● **Task item**:
Produce an exact copy of the lines from the line containing "Point out the windshield frame" through the last line of the listing below, both ends included, and nothing else.

Data section start

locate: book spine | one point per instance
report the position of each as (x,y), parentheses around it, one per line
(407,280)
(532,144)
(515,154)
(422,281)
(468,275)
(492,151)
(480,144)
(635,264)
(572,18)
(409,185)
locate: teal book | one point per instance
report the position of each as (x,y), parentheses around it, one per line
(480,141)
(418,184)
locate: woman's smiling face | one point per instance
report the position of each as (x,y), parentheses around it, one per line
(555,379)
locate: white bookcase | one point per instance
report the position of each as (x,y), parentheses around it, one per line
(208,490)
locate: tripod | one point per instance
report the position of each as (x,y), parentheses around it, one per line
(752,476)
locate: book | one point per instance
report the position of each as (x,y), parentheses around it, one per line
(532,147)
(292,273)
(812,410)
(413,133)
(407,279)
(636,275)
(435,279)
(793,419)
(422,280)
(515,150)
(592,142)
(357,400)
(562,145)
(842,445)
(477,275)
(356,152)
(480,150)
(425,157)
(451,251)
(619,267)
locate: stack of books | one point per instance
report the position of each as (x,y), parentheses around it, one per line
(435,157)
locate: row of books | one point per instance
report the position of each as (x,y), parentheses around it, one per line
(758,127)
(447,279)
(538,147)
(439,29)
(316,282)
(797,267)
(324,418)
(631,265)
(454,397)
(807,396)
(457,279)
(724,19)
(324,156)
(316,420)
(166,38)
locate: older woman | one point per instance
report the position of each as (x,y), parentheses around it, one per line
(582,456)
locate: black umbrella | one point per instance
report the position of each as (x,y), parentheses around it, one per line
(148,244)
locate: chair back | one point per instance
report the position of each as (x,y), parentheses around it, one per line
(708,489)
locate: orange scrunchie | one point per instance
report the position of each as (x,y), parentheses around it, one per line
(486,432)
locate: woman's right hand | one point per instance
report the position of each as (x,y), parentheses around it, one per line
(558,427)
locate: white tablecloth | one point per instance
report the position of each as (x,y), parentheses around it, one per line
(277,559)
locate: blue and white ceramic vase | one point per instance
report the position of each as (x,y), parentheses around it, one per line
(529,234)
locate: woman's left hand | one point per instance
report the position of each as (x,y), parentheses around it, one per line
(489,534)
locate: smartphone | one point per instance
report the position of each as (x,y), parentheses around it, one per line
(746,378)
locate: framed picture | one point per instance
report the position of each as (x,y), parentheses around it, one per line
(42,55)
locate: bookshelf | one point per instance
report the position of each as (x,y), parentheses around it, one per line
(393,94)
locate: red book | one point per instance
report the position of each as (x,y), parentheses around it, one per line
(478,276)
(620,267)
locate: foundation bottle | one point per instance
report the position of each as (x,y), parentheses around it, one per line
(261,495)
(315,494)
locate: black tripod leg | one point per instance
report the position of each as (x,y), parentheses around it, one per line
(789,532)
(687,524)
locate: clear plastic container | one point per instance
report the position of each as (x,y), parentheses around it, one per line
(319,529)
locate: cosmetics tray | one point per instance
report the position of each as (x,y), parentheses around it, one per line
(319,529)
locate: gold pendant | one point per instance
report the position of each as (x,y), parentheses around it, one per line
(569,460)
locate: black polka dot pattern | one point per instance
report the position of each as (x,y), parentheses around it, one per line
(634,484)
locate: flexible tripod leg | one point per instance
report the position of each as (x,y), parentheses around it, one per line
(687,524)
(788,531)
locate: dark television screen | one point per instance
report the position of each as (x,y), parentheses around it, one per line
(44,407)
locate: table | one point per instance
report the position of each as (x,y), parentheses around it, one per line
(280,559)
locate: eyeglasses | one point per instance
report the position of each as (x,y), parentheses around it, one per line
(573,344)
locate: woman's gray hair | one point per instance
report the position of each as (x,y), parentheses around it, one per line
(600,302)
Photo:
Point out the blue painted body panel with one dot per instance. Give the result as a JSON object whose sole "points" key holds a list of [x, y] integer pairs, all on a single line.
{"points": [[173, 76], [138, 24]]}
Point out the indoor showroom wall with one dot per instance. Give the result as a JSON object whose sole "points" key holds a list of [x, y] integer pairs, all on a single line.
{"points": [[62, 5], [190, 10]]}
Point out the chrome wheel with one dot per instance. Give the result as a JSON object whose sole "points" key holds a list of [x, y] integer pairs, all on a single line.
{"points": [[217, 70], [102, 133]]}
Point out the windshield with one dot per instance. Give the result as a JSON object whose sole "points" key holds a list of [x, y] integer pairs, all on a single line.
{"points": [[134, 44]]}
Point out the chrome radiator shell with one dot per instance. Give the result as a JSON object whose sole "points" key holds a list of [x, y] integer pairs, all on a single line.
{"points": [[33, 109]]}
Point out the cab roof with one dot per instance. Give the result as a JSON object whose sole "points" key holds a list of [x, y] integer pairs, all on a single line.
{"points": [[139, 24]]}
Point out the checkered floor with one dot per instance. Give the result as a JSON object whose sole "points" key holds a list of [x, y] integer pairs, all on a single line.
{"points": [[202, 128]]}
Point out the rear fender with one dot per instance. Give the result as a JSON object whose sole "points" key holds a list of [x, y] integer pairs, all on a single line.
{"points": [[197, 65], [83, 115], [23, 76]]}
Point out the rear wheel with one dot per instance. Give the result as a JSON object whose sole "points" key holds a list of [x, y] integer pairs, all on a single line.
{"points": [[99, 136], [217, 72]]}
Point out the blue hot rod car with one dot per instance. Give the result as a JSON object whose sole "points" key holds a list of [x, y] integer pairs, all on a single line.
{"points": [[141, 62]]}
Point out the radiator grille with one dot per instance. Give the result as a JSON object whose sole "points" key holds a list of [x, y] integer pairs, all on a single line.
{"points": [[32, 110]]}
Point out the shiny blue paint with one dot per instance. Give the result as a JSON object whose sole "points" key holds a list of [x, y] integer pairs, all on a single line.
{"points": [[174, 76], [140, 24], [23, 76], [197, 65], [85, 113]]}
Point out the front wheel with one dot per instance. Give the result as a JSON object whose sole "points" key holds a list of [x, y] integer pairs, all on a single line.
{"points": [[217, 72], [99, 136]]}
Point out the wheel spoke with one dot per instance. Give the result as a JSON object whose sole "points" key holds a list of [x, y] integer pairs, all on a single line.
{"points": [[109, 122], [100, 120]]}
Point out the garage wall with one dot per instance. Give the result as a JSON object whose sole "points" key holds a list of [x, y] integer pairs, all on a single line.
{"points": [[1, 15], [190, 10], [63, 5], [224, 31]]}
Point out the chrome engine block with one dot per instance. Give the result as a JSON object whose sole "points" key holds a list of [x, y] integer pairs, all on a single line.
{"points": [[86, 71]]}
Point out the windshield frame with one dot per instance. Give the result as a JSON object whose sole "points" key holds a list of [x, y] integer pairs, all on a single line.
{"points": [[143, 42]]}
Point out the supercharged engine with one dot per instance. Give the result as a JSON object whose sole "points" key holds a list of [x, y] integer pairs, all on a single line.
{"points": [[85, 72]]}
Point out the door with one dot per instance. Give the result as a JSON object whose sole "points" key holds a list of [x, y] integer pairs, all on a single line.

Data section end

● **Worked solution**:
Point out the windshield frame with one dot per instance. Give the result as a JSON object whose sole "points" key holds a list of [x, y] integer pairs, all on a single line.
{"points": [[143, 42]]}
Point out the supercharged engine with one dot per instance. Give the result as a JSON object whose sole "points" key holds a list of [x, y] integer pairs, all on a single line.
{"points": [[85, 72]]}
Point out the door with one dot per instance. Give the result as a JSON object whose sole "points" key holds a list of [x, y] integer pairs, all on a single line.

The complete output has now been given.